- Aufgaben -
**a.** Schreib den Teil der Predigt ab, der bei den Worten "Ich habe heute" beginnt und nach "Verlauf vollständig wiederholen." endet, und benenne dabei "Bibelwort" in "Schriftwort" um.
**b.** Erkläre anhand der Predigt, warum der Prediger das Bibelwort im Verlauf vollständig wiederholen wird.
**c.** Fasse den Absatz der Predigt, der mit "Ich habe heute morgen" beginnt, als kurze Liste zusammen.

== Zitierter Textauszug

17:20

Der kommende Erlöser
Predigt zu Lk 21,25–33

3 2. Advent, 8. Dezember 2019, Bremerhaven und Stade

Homilie über einen Abschnitt der Abschiedsreden Jesu aus dem Lukasevangelium.

Gnade sei mit euch und Friede von Gott, unserm Vater,
und dem Herrn Jesus Christus.
1 Amen.

Ich habe heute morgen das Evangelium des Sonntages auszulegen, beim Evangelisten Lukas im 21 Kapitel.
Diese Predigt hat die Form einer Homilie:
Sie folgt den Worten der Schrift abschnittsweise.
Ich werde das Bibelwort in ihrem Verlauf vollständig wiederholen.

Der Herr segne an uns sein Wort. — Amen

Liebe Gemeinde!

Einleitung

Das Evangelium des heutigen Sonntages gehört zu den Abschiedsreden Jesu. Gegen Ende der Evangelien nimmt Jesus seinen Tod am Kreuz in den Blick.

====
== Bereitgestelltes Material

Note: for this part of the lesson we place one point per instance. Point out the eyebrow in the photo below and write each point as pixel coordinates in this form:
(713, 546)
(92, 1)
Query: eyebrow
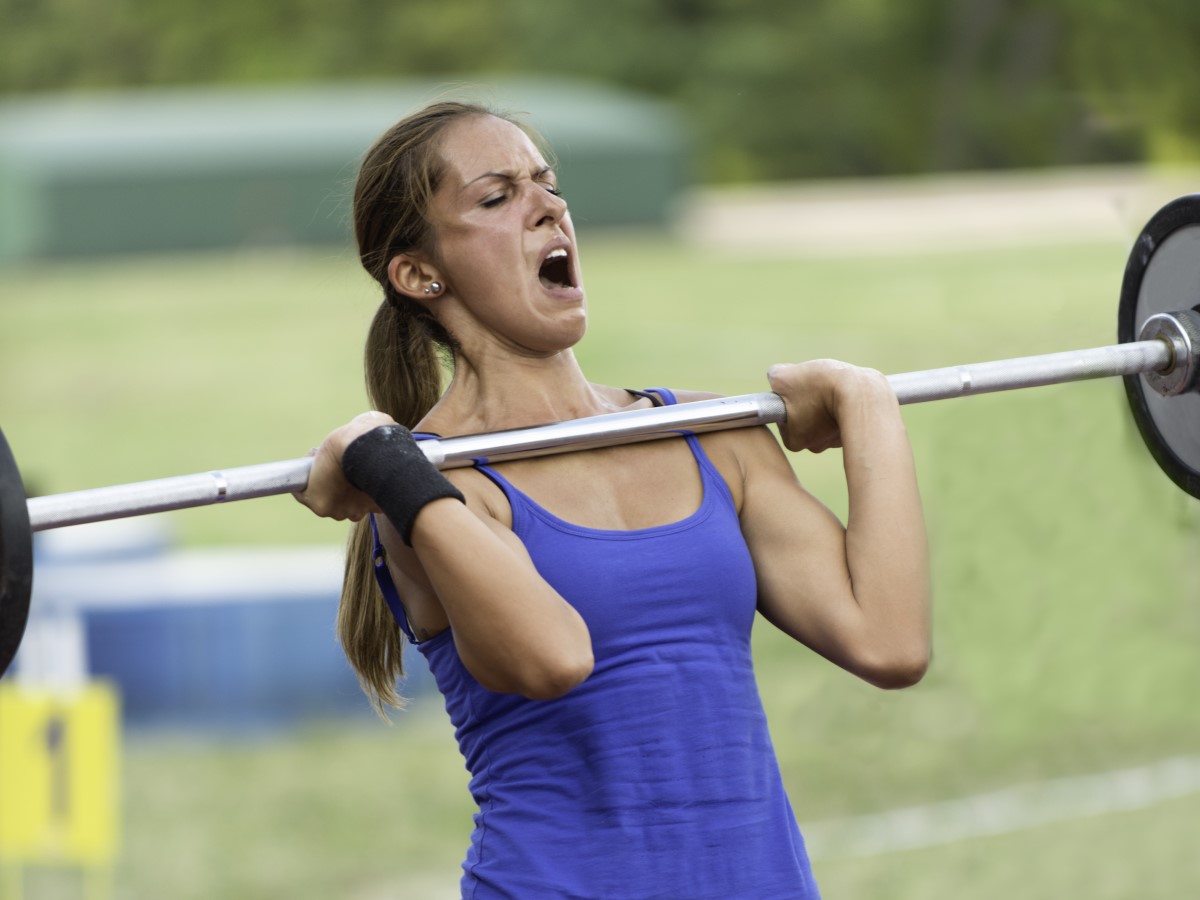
(511, 177)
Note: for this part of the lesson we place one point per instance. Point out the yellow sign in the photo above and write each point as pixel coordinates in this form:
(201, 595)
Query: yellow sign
(58, 775)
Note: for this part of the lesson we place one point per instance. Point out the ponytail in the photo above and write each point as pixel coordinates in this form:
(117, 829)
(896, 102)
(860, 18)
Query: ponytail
(403, 365)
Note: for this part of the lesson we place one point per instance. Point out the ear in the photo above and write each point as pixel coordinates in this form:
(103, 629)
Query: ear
(412, 276)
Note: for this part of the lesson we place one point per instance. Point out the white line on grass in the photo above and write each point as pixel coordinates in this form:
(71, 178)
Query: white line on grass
(1003, 811)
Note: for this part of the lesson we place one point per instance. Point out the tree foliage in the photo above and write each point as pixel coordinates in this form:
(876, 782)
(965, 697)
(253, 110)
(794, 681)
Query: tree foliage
(774, 89)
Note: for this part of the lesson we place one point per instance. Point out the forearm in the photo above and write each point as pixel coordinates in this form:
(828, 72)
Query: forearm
(887, 555)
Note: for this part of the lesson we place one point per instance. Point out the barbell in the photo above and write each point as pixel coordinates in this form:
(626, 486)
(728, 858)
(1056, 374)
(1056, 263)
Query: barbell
(1158, 355)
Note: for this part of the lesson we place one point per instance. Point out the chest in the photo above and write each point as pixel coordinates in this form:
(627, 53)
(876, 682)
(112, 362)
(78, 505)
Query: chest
(629, 487)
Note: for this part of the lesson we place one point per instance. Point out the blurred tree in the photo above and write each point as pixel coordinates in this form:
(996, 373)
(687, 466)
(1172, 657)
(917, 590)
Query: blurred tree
(774, 89)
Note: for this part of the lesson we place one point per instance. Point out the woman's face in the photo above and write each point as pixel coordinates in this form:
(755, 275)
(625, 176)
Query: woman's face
(505, 245)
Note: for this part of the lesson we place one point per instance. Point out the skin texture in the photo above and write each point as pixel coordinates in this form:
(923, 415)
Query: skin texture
(858, 594)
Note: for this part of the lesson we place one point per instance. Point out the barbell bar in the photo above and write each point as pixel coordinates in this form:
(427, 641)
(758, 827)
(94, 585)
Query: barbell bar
(1158, 325)
(1155, 355)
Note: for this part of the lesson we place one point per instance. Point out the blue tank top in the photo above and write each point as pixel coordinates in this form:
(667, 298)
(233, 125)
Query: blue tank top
(654, 778)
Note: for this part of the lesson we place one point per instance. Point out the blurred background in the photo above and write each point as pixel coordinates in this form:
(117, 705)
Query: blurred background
(900, 185)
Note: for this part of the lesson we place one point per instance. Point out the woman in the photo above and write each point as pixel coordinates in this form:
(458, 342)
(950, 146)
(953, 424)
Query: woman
(587, 616)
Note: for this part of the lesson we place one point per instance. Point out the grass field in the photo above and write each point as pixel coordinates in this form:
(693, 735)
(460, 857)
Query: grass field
(1067, 577)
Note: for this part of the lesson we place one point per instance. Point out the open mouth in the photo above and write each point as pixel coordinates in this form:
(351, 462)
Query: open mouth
(556, 270)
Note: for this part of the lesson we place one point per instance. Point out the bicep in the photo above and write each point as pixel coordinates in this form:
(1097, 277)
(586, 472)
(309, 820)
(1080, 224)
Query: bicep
(798, 547)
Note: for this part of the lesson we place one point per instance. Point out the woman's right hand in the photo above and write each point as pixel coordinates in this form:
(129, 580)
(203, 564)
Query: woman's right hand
(328, 493)
(816, 396)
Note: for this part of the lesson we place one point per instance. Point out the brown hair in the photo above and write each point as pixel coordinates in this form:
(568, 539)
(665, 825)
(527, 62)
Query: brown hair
(403, 354)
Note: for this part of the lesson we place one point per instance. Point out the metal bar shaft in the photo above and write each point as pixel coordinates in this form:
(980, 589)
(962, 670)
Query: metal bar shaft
(744, 411)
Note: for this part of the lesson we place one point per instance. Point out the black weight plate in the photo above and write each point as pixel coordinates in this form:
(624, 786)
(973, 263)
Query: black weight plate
(16, 557)
(1163, 275)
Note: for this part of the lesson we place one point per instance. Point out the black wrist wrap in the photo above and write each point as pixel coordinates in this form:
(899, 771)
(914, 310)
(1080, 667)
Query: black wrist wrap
(389, 467)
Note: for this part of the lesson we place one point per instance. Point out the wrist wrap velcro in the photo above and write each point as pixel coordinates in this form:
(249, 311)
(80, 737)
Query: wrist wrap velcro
(389, 467)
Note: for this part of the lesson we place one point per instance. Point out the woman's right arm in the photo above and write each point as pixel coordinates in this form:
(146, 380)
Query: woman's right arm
(514, 633)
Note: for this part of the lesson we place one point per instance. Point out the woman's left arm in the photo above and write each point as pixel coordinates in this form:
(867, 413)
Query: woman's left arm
(856, 594)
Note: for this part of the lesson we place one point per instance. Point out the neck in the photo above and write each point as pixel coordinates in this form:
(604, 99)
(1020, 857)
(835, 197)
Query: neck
(516, 393)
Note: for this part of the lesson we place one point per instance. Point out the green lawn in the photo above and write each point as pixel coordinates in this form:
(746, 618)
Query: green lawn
(1066, 570)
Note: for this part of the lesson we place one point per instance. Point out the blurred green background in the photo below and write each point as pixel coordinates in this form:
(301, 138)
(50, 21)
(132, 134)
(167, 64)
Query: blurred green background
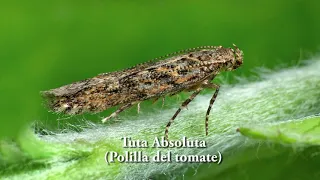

====

- Die Lösungen -
**a.**
Ich habe heute morgen das Evangelium des Sonntages auszulegen, beim Evangelisten Lukas im 21 Kapitel.
Diese Predigt hat die Form einer Homilie:
Sie folgt den Worten der Schrift abschnittsweise.
Ich werde das Schriftwort in ihrem Verlauf vollständig wiederholen.

**b.** Die Predigt hat die Form einer Homilie. Eine solche folgt den Worten der Schrift abschnittsweise, daher wird das Bibelwort im Verlauf vollständig wiederholt.

**c.**
- Ausgelegt wird das Evangelium des Sonntags, Lukas Kapitel 21.
- Die Predigt ist eine Homilie und folgt der Schrift abschnittsweise.
- Das Bibelwort wird dabei vollständig wiederholt.